▶ _WHAT NEEDS TO BE DONE_:
Please give the data again in full, precisely as it is written.

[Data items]
=== Section Start ===
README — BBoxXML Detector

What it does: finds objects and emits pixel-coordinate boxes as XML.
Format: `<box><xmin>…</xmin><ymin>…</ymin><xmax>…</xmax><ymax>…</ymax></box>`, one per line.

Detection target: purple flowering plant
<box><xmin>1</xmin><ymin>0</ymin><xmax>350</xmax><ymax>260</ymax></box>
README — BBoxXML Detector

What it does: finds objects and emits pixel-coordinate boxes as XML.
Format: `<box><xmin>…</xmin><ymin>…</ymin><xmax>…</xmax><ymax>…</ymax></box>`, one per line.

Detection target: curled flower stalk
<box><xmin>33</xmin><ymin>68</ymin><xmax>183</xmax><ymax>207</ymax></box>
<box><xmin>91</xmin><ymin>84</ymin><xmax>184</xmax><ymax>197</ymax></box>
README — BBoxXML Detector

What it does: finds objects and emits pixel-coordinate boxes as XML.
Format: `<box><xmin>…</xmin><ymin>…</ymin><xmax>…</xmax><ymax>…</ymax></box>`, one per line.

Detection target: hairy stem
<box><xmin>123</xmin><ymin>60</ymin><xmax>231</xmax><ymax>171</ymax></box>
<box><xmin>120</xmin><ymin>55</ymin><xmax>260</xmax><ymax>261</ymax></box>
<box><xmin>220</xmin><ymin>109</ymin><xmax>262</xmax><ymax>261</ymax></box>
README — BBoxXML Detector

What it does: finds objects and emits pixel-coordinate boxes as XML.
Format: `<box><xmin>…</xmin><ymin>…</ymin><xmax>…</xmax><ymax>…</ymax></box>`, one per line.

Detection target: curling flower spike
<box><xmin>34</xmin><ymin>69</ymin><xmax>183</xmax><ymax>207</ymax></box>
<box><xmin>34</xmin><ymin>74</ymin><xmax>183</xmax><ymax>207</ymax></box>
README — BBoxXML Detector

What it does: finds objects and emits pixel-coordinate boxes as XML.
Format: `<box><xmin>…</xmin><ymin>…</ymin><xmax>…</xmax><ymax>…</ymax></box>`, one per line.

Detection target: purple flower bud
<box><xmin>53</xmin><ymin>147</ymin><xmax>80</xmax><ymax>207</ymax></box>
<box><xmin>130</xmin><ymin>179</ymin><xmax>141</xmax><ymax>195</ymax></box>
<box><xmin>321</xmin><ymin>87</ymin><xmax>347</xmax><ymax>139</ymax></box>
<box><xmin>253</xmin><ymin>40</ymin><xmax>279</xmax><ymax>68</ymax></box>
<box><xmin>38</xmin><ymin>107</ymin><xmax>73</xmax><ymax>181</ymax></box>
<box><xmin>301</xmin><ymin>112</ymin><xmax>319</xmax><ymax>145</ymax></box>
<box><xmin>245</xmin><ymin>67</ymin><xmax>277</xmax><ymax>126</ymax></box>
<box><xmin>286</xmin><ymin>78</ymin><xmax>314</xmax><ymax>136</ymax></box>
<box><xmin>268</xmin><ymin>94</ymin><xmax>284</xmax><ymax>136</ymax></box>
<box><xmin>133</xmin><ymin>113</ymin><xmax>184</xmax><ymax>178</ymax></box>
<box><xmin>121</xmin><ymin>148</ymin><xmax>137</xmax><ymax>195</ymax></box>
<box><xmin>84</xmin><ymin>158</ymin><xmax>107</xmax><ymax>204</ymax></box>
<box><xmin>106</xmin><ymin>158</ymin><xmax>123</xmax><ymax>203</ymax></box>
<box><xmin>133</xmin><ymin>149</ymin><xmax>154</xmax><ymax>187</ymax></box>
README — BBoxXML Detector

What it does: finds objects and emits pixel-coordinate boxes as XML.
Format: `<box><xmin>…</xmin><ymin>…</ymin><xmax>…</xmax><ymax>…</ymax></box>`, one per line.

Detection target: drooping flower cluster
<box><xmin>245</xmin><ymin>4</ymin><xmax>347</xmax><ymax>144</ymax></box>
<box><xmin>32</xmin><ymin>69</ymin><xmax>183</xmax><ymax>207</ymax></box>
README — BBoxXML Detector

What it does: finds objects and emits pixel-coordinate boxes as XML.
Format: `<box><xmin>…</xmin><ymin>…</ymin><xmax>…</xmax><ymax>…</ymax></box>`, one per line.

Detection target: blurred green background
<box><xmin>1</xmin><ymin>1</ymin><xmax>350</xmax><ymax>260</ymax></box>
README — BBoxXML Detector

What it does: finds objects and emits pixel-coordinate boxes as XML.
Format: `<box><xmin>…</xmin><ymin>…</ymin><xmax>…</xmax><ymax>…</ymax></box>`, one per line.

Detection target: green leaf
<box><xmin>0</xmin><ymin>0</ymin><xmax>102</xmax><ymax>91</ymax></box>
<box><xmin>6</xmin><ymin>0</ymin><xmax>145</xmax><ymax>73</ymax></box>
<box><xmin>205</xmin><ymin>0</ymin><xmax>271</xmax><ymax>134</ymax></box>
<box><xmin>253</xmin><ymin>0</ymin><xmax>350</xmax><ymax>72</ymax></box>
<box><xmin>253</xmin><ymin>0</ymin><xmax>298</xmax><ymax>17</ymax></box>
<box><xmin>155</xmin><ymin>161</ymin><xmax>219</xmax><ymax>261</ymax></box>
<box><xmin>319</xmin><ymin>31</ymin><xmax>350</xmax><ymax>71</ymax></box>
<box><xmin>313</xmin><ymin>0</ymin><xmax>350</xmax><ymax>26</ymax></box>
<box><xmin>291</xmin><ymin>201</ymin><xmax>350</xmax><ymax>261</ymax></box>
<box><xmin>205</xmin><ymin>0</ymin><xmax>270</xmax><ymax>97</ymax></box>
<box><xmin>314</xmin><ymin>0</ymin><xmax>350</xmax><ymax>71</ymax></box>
=== Section End ===
▶ _RESPONSE TO THE EXERCISE_:
README — BBoxXML Detector

What it does: finds objects and emits pixel-coordinate boxes as XML.
Format: `<box><xmin>…</xmin><ymin>…</ymin><xmax>…</xmax><ymax>…</ymax></box>`, one per line.

Detection target: purple flowering plant
<box><xmin>1</xmin><ymin>0</ymin><xmax>350</xmax><ymax>260</ymax></box>
README — BBoxXML Detector

What it does: finds objects and emits pixel-coordinate boxes as XML.
Format: `<box><xmin>…</xmin><ymin>…</ymin><xmax>…</xmax><ymax>…</ymax></box>`, one per line.

Detection target: curled flower stalk
<box><xmin>33</xmin><ymin>68</ymin><xmax>183</xmax><ymax>207</ymax></box>
<box><xmin>91</xmin><ymin>84</ymin><xmax>184</xmax><ymax>197</ymax></box>
README — BBoxXML Detector

What it does: finds objects and emits pixel-coordinate boxes as XML.
Format: `<box><xmin>…</xmin><ymin>…</ymin><xmax>…</xmax><ymax>…</ymax></box>`, one per line.

Detection target: hairy stem
<box><xmin>123</xmin><ymin>60</ymin><xmax>231</xmax><ymax>171</ymax></box>
<box><xmin>120</xmin><ymin>55</ymin><xmax>260</xmax><ymax>261</ymax></box>
<box><xmin>220</xmin><ymin>109</ymin><xmax>262</xmax><ymax>261</ymax></box>
README — BBoxXML Detector

What it does: finds objects and emits pixel-coordinate boxes as XML.
Format: `<box><xmin>…</xmin><ymin>…</ymin><xmax>…</xmax><ymax>…</ymax></box>`, one per line.

Detection target: curling flower spike
<box><xmin>34</xmin><ymin>69</ymin><xmax>183</xmax><ymax>207</ymax></box>
<box><xmin>34</xmin><ymin>74</ymin><xmax>183</xmax><ymax>207</ymax></box>
README — BBoxXML Detector

What it does: finds objects and emits pixel-coordinate boxes as XML.
Format: `<box><xmin>…</xmin><ymin>…</ymin><xmax>…</xmax><ymax>…</ymax></box>`, one per line.

Detection target: purple flower bud
<box><xmin>53</xmin><ymin>147</ymin><xmax>80</xmax><ymax>207</ymax></box>
<box><xmin>130</xmin><ymin>179</ymin><xmax>141</xmax><ymax>195</ymax></box>
<box><xmin>321</xmin><ymin>87</ymin><xmax>347</xmax><ymax>139</ymax></box>
<box><xmin>253</xmin><ymin>40</ymin><xmax>279</xmax><ymax>68</ymax></box>
<box><xmin>38</xmin><ymin>107</ymin><xmax>73</xmax><ymax>181</ymax></box>
<box><xmin>301</xmin><ymin>112</ymin><xmax>319</xmax><ymax>145</ymax></box>
<box><xmin>245</xmin><ymin>67</ymin><xmax>277</xmax><ymax>126</ymax></box>
<box><xmin>286</xmin><ymin>78</ymin><xmax>314</xmax><ymax>136</ymax></box>
<box><xmin>268</xmin><ymin>94</ymin><xmax>284</xmax><ymax>136</ymax></box>
<box><xmin>133</xmin><ymin>113</ymin><xmax>184</xmax><ymax>178</ymax></box>
<box><xmin>121</xmin><ymin>148</ymin><xmax>137</xmax><ymax>195</ymax></box>
<box><xmin>84</xmin><ymin>158</ymin><xmax>107</xmax><ymax>204</ymax></box>
<box><xmin>106</xmin><ymin>158</ymin><xmax>123</xmax><ymax>203</ymax></box>
<box><xmin>133</xmin><ymin>149</ymin><xmax>154</xmax><ymax>187</ymax></box>
README — BBoxXML Detector

What it does: finds objects and emits pixel-coordinate boxes as XML.
Format: `<box><xmin>…</xmin><ymin>…</ymin><xmax>…</xmax><ymax>…</ymax></box>`, one per line.

Detection target: drooping flower cluster
<box><xmin>245</xmin><ymin>4</ymin><xmax>347</xmax><ymax>144</ymax></box>
<box><xmin>32</xmin><ymin>69</ymin><xmax>183</xmax><ymax>207</ymax></box>
README — BBoxXML Detector

What it does: finds objects and emits pixel-coordinate boxes as XML.
Format: `<box><xmin>…</xmin><ymin>…</ymin><xmax>…</xmax><ymax>…</ymax></box>`, one per line.

Detection target: blurred green background
<box><xmin>1</xmin><ymin>1</ymin><xmax>350</xmax><ymax>260</ymax></box>
README — BBoxXML Detector

What it does: finds objects and emits pixel-coordinate boxes as XML.
Format: `<box><xmin>…</xmin><ymin>…</ymin><xmax>…</xmax><ymax>…</ymax></box>`, one per line.

Detection target: green leaf
<box><xmin>0</xmin><ymin>0</ymin><xmax>102</xmax><ymax>91</ymax></box>
<box><xmin>6</xmin><ymin>0</ymin><xmax>145</xmax><ymax>73</ymax></box>
<box><xmin>205</xmin><ymin>0</ymin><xmax>271</xmax><ymax>134</ymax></box>
<box><xmin>253</xmin><ymin>0</ymin><xmax>350</xmax><ymax>72</ymax></box>
<box><xmin>253</xmin><ymin>0</ymin><xmax>298</xmax><ymax>17</ymax></box>
<box><xmin>155</xmin><ymin>161</ymin><xmax>219</xmax><ymax>261</ymax></box>
<box><xmin>319</xmin><ymin>31</ymin><xmax>350</xmax><ymax>71</ymax></box>
<box><xmin>313</xmin><ymin>0</ymin><xmax>350</xmax><ymax>26</ymax></box>
<box><xmin>291</xmin><ymin>201</ymin><xmax>350</xmax><ymax>261</ymax></box>
<box><xmin>205</xmin><ymin>0</ymin><xmax>270</xmax><ymax>97</ymax></box>
<box><xmin>314</xmin><ymin>0</ymin><xmax>350</xmax><ymax>71</ymax></box>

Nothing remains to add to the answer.